### What the task asks
Exactly reproduce each of the entries shown below.

### Entries supplied
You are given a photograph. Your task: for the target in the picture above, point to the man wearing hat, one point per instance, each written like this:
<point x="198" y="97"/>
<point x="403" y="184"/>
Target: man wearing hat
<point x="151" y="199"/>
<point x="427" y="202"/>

### Exercise output
You are given a photograph. Your task: for the target in the picture above, point to the man wearing hat, one point per instance, each written like this:
<point x="198" y="97"/>
<point x="403" y="184"/>
Target: man wearing hat
<point x="151" y="199"/>
<point x="427" y="202"/>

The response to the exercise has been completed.